**Selected text**
--

Tuesday, August 2, 2011

Functions of Vitamin A

Vitamin A (or Vitamin A Retinol, retinal, and four carotenoids including beta carotene) is a vitamin that is needed by the retina of the eye in the form of a specific metabolite, the light-absorbing molecule retinal, that is absolutely necessary for both low-light (scotopic vision) and color vision. Vitamin A is needed for new cell growth, healthy skin, hair, and tissues, and vision in dim light. Vitamin A also functions in a very different role, as an irreversibly oxidized form of retinol known as retinoic acid, which is an important hormone-like growth factor for epithelial and other cells.

In foods of animal origin, the major form of vitamin A is an ester, primarily retinyl palmitate, which is converted to the retinol (chemically an alcohol) in the small intestine. The retinol form functions as a storage form of the vitamin, and can be converted to and from its visually active aldehyde form, retinal. The associated acid (retinoic acid), a metabolite that can be irreversibly synthesized from vitamin A, has only partial vitamin A activity, and does not function in the retina for the visual cycle.

--

**Problems to work on**
[1] Copy the passage on vitamin A between "Vitamin A (or" and "and other cells.", inclusive.
[2] Proceed with the passage on vitamin A, continuing from its last sentence.

--

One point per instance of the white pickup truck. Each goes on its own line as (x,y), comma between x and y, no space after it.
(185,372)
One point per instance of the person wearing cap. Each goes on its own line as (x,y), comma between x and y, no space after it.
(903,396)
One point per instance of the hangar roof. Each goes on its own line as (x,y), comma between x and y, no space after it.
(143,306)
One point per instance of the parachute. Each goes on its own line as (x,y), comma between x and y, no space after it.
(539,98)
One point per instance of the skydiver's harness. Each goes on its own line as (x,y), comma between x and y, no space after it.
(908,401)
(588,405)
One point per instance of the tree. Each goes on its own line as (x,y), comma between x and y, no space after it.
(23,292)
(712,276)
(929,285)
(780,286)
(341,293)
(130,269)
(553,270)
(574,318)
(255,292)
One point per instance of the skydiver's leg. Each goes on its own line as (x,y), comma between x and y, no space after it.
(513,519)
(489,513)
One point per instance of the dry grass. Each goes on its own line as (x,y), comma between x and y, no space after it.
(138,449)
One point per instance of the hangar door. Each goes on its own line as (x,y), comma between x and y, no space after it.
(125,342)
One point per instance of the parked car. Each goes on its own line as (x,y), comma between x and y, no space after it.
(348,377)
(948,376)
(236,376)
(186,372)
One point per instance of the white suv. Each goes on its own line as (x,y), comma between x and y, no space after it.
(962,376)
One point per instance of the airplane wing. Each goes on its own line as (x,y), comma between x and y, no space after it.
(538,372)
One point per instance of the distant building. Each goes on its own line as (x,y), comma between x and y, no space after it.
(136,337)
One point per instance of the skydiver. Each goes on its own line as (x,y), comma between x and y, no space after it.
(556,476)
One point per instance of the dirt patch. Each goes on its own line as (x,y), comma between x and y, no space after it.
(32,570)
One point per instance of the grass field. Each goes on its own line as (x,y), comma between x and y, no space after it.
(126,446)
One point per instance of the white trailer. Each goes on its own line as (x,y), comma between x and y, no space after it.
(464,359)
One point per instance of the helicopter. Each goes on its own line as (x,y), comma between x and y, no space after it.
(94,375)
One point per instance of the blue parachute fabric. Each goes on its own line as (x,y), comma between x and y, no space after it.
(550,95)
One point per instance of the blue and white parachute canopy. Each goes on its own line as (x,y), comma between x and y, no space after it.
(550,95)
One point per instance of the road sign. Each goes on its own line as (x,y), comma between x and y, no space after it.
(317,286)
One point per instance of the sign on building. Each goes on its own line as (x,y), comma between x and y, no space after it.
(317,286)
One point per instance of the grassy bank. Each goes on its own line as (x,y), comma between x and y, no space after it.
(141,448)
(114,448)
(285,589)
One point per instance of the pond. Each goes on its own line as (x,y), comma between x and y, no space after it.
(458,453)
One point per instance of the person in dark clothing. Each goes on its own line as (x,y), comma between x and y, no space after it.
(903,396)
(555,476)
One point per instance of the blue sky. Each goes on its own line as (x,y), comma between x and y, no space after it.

--

**Answers for the tasks**
[1]
Vitamin A (or Vitamin A Retinol, retinal, and four carotenoids including beta carotene) is a vitamin that is needed by the retina of the eye in the form of a specific metabolite, the light-absorbing molecule retinal, that is absolutely necessary for both low-light (scotopic vision) and color vision. Vitamin A is needed for new cell growth, healthy skin, hair, and tissues, and vision in dim light. Vitamin A also functions in a very different role, as an irreversibly oxidized form of retinol known as retinoic acid, which is an important hormone-like growth factor for epithelial and other cells.

[2]
Vitamin A can be found in various forms:

  • retinol, the form of vitamin A absorbed when eating animal food sources, is a yellow, fat-soluble, vitamin with importance in vision and bone growth. Since the alcohol form is unstable, the vitamin is usually produced and administered in a form of retinyl acetate or palmitate.
  • other retinoids, a class of chemical compounds that are related chemically to vitamin A, are used in medicine.
Vitamin A is found in dark green and yellow vegetables and yellow fruits, such as broccoli spinach, turnip greens, carrots, squash, sweet potatoes, pumpkin, cantaloupe, and apricots, and in animal sources such as liver, milk, butter, cheese, and whole eggs.